___ Given data
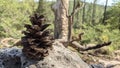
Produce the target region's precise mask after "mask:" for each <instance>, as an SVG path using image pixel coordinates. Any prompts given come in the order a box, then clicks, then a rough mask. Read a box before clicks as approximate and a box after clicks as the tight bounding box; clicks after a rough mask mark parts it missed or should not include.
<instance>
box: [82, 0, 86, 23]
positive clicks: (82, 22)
mask: <svg viewBox="0 0 120 68" xmlns="http://www.w3.org/2000/svg"><path fill="white" fill-rule="evenodd" d="M85 1H86V0H84V3H85ZM84 22H85V6H84V7H83V14H82V23H84Z"/></svg>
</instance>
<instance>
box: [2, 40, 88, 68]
mask: <svg viewBox="0 0 120 68" xmlns="http://www.w3.org/2000/svg"><path fill="white" fill-rule="evenodd" d="M0 68H89V66H88V65H87V64H86V63H85V62H84V61H82V59H81V58H80V57H79V55H78V54H77V53H75V52H72V51H71V50H69V49H67V48H65V47H64V46H63V45H62V44H61V43H59V42H58V41H55V42H54V43H53V49H52V50H49V55H48V56H46V57H45V58H44V59H40V60H31V59H28V58H26V57H25V56H24V55H23V53H22V51H21V48H17V47H12V48H4V49H0Z"/></svg>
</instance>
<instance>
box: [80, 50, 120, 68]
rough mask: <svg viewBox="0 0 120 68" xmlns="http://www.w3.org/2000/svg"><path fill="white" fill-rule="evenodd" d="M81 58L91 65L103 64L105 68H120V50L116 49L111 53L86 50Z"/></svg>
mask: <svg viewBox="0 0 120 68" xmlns="http://www.w3.org/2000/svg"><path fill="white" fill-rule="evenodd" d="M81 58H82V59H83V60H84V61H85V62H86V63H88V64H90V65H92V64H96V65H99V64H102V65H103V66H104V67H105V68H120V50H116V51H114V52H113V53H112V54H111V55H105V54H101V53H99V54H98V53H97V54H96V53H89V52H85V53H83V54H82V55H81Z"/></svg>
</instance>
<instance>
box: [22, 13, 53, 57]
mask: <svg viewBox="0 0 120 68" xmlns="http://www.w3.org/2000/svg"><path fill="white" fill-rule="evenodd" d="M30 21H31V23H32V25H29V24H25V28H26V31H23V34H24V35H25V36H24V37H22V45H23V50H22V51H23V53H24V54H25V55H26V56H27V57H28V58H30V59H43V58H44V57H45V56H47V55H48V54H49V53H48V50H49V49H52V43H53V37H52V36H51V35H50V31H49V30H48V29H46V28H47V27H48V26H49V25H50V24H45V23H44V22H45V18H44V16H43V15H40V16H39V15H38V14H34V16H31V17H30Z"/></svg>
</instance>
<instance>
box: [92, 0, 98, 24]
mask: <svg viewBox="0 0 120 68" xmlns="http://www.w3.org/2000/svg"><path fill="white" fill-rule="evenodd" d="M96 2H97V0H94V2H93V11H92V25H94V24H95V14H96Z"/></svg>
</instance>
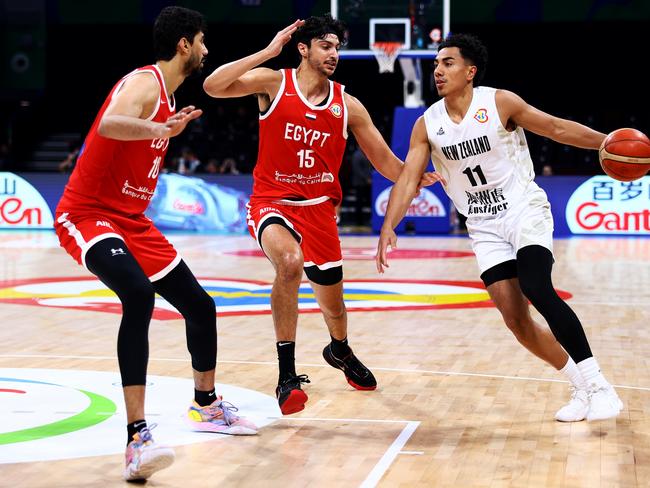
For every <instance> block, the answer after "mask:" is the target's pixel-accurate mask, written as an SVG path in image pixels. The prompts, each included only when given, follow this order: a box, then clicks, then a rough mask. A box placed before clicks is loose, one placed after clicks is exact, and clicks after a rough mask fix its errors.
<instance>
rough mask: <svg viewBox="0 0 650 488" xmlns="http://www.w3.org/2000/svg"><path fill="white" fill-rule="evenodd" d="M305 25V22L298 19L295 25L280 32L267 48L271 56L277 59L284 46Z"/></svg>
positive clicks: (287, 27)
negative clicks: (277, 57)
mask: <svg viewBox="0 0 650 488" xmlns="http://www.w3.org/2000/svg"><path fill="white" fill-rule="evenodd" d="M304 23H305V21H304V20H300V19H298V20H296V21H295V22H294V23H293V24H291V25H288V26H287V27H285V28H284V29H282V30H281V31H280V32H278V33H277V34H276V35H275V37H274V38H273V40H272V41H271V43H270V44H269V45H268V46H267V48H266V50H267V52H268V53H269V56H271V57H275V56H277V55H278V54H280V53H281V52H282V48H283V47H284V45H285V44H286V43H287V42H289V41H290V40H291V36H292V35H293V33H294V32H296V30H298V27H300V26H301V25H302V24H304Z"/></svg>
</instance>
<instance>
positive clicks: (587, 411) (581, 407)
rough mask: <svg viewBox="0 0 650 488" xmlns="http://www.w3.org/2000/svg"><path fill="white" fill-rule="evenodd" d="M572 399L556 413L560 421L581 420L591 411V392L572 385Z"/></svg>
mask: <svg viewBox="0 0 650 488" xmlns="http://www.w3.org/2000/svg"><path fill="white" fill-rule="evenodd" d="M570 388H571V400H569V403H567V404H566V405H564V406H563V407H562V408H561V409H559V410H558V411H557V413H556V414H555V420H557V421H559V422H580V421H581V420H584V419H585V418H587V412H589V392H588V391H587V390H580V389H578V388H576V387H575V386H571V387H570Z"/></svg>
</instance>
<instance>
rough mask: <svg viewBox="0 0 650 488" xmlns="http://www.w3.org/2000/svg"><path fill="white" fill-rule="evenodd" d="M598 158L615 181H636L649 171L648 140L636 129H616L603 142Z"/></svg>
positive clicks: (648, 144)
mask: <svg viewBox="0 0 650 488" xmlns="http://www.w3.org/2000/svg"><path fill="white" fill-rule="evenodd" d="M598 158H599V159H600V166H601V167H602V168H603V171H605V173H607V174H608V175H609V176H611V177H612V178H614V179H615V180H619V181H634V180H638V179H639V178H641V177H643V176H645V174H646V173H647V172H648V171H649V170H650V139H648V136H646V135H645V134H644V133H643V132H641V131H638V130H636V129H617V130H615V131H614V132H611V133H610V134H608V136H607V137H606V138H605V140H604V141H603V143H602V145H601V146H600V150H599V151H598Z"/></svg>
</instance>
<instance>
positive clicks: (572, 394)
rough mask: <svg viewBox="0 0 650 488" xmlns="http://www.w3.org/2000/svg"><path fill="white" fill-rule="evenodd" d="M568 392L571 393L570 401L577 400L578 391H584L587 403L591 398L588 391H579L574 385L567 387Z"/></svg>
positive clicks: (590, 396) (588, 391)
mask: <svg viewBox="0 0 650 488" xmlns="http://www.w3.org/2000/svg"><path fill="white" fill-rule="evenodd" d="M569 391H570V392H571V401H573V400H575V399H577V398H578V392H579V391H584V392H585V393H587V401H589V398H590V397H591V392H590V391H589V390H583V389H580V388H576V387H575V386H574V385H570V386H569Z"/></svg>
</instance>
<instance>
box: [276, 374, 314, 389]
mask: <svg viewBox="0 0 650 488" xmlns="http://www.w3.org/2000/svg"><path fill="white" fill-rule="evenodd" d="M290 383H298V385H300V384H301V383H311V381H309V376H307V375H306V374H300V375H298V376H292V377H290V378H287V379H286V380H284V381H283V382H282V383H280V387H285V386H287V385H288V384H290Z"/></svg>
______
An exact copy of every record above is required, with all pictures omitted.

Produce the target region's precise mask after "mask:" for each <instance>, as an SVG path using image pixel coordinates. Any prompts given come in the order a box, then clicks, then a rough mask. Read a box before clicks as approximate and a box after clicks as the tight bounding box; clicks after a rough mask mark parts it missed or should not include.
<instance>
box: [82, 0, 86, 23]
positive clicks: (82, 22)
mask: <svg viewBox="0 0 120 68" xmlns="http://www.w3.org/2000/svg"><path fill="white" fill-rule="evenodd" d="M85 1H86V0H84V3H85ZM84 22H85V6H84V7H83V14H82V23H84Z"/></svg>
</instance>
<instance>
box: [2, 40, 88, 68]
mask: <svg viewBox="0 0 120 68" xmlns="http://www.w3.org/2000/svg"><path fill="white" fill-rule="evenodd" d="M0 68H89V66H88V65H87V64H86V63H85V62H84V61H82V59H81V58H80V57H79V55H78V54H77V53H75V52H72V51H71V50H69V49H67V48H65V47H64V46H63V45H62V44H61V43H59V42H58V41H55V42H54V43H53V49H52V50H49V55H48V56H46V57H45V58H44V59H40V60H31V59H28V58H26V57H25V56H24V55H23V53H22V51H21V48H17V47H12V48H4V49H0Z"/></svg>
</instance>
<instance>
box: [80, 50, 120, 68]
rough mask: <svg viewBox="0 0 120 68" xmlns="http://www.w3.org/2000/svg"><path fill="white" fill-rule="evenodd" d="M81 58L91 65L103 64L105 68H120V50L116 49L111 53L86 50Z"/></svg>
mask: <svg viewBox="0 0 120 68" xmlns="http://www.w3.org/2000/svg"><path fill="white" fill-rule="evenodd" d="M81 58H82V59H83V60H84V61H85V62H86V63H88V64H90V65H92V64H96V65H99V64H102V65H103V66H104V67H105V68H120V50H116V51H114V52H113V53H112V54H111V55H105V54H101V53H99V54H98V53H97V54H96V53H89V52H85V53H83V54H82V55H81Z"/></svg>
</instance>
<instance>
box: [22, 13, 53, 57]
mask: <svg viewBox="0 0 120 68" xmlns="http://www.w3.org/2000/svg"><path fill="white" fill-rule="evenodd" d="M30 21H31V23H32V25H29V24H25V28H26V31H23V34H24V35H25V36H24V37H22V45H23V50H22V51H23V53H24V54H25V55H26V56H27V57H28V58H30V59H43V58H44V57H45V56H47V55H48V54H49V53H48V50H49V49H52V43H53V37H52V36H51V35H50V31H49V30H48V29H46V28H47V27H48V26H49V25H50V24H45V23H44V22H45V18H44V16H43V15H40V16H39V15H38V14H34V16H31V17H30Z"/></svg>
</instance>
<instance>
box: [92, 0, 98, 24]
mask: <svg viewBox="0 0 120 68" xmlns="http://www.w3.org/2000/svg"><path fill="white" fill-rule="evenodd" d="M96 2H97V0H94V2H93V11H92V25H94V24H95V14H96Z"/></svg>
</instance>
For every <instance> block, the answer after "mask:" is the target's pixel-accurate mask, written as an SVG path in image pixels. The prompts, each included only when given, follow this order: a box, then clicks, then a rough mask. A box placed before clicks is loose, one placed after clicks is exact, and clicks after a rough mask fix its errors.
<instance>
rough mask: <svg viewBox="0 0 650 488" xmlns="http://www.w3.org/2000/svg"><path fill="white" fill-rule="evenodd" d="M305 25V22L298 19L295 25L280 32L267 48L271 56L277 59L284 46Z"/></svg>
positive clicks: (287, 27)
negative clicks: (277, 57)
mask: <svg viewBox="0 0 650 488" xmlns="http://www.w3.org/2000/svg"><path fill="white" fill-rule="evenodd" d="M304 23H305V21H304V20H300V19H298V20H296V21H295V22H294V23H293V24H291V25H288V26H287V27H285V28H284V29H282V30H281V31H280V32H278V33H277V34H276V35H275V37H274V38H273V40H272V41H271V43H270V44H269V45H268V46H267V48H266V50H267V52H268V53H269V56H271V57H275V56H277V55H278V54H280V53H281V52H282V48H283V47H284V45H285V44H286V43H287V42H289V41H290V40H291V36H292V35H293V33H294V32H296V30H298V27H300V26H301V25H302V24H304Z"/></svg>
</instance>
<instance>
positive clicks: (587, 411) (581, 407)
rough mask: <svg viewBox="0 0 650 488" xmlns="http://www.w3.org/2000/svg"><path fill="white" fill-rule="evenodd" d="M572 399L556 413L560 421L581 420L591 411V392L572 385Z"/></svg>
mask: <svg viewBox="0 0 650 488" xmlns="http://www.w3.org/2000/svg"><path fill="white" fill-rule="evenodd" d="M570 388H571V400H569V403H567V404H566V405H564V406H563V407H562V408H561V409H559V410H558V411H557V413H556V414H555V420H557V421H559V422H580V421H581V420H584V419H585V418H587V412H589V392H588V391H587V390H580V389H578V388H576V387H575V386H571V387H570Z"/></svg>
</instance>
<instance>
rough mask: <svg viewBox="0 0 650 488" xmlns="http://www.w3.org/2000/svg"><path fill="white" fill-rule="evenodd" d="M598 158L615 181H636L649 171L648 140L636 129H616L603 142Z"/></svg>
positive clicks: (648, 144)
mask: <svg viewBox="0 0 650 488" xmlns="http://www.w3.org/2000/svg"><path fill="white" fill-rule="evenodd" d="M598 158H599V159H600V166H601V167H602V168H603V171H605V173H607V174H608V175H609V176H611V177H612V178H614V179H615V180H619V181H634V180H638V179H639V178H641V177H643V176H645V174H646V173H647V172H648V171H649V170H650V139H648V136H646V135H645V134H644V133H643V132H641V131H638V130H636V129H617V130H615V131H614V132H611V133H610V134H608V136H607V137H606V138H605V140H604V141H603V143H602V145H601V146H600V150H599V151H598Z"/></svg>
</instance>
<instance>
positive clicks: (572, 394)
rough mask: <svg viewBox="0 0 650 488" xmlns="http://www.w3.org/2000/svg"><path fill="white" fill-rule="evenodd" d="M568 392L571 393L570 401L577 400L578 391H584L587 403L591 398L588 391H579L574 385L567 387Z"/></svg>
positive clicks: (590, 396) (588, 391)
mask: <svg viewBox="0 0 650 488" xmlns="http://www.w3.org/2000/svg"><path fill="white" fill-rule="evenodd" d="M569 391H570V392H571V401H573V400H575V399H577V398H578V392H579V391H584V392H585V393H587V401H589V398H590V397H591V392H590V391H589V390H583V389H580V388H576V387H575V386H574V385H570V386H569Z"/></svg>
</instance>
<instance>
box: [276, 374, 314, 389]
mask: <svg viewBox="0 0 650 488" xmlns="http://www.w3.org/2000/svg"><path fill="white" fill-rule="evenodd" d="M290 383H298V385H300V384H301V383H311V381H309V376H307V375H306V374H300V375H298V376H292V377H290V378H287V379H286V380H284V381H283V382H282V383H280V387H285V386H287V385H288V384H290Z"/></svg>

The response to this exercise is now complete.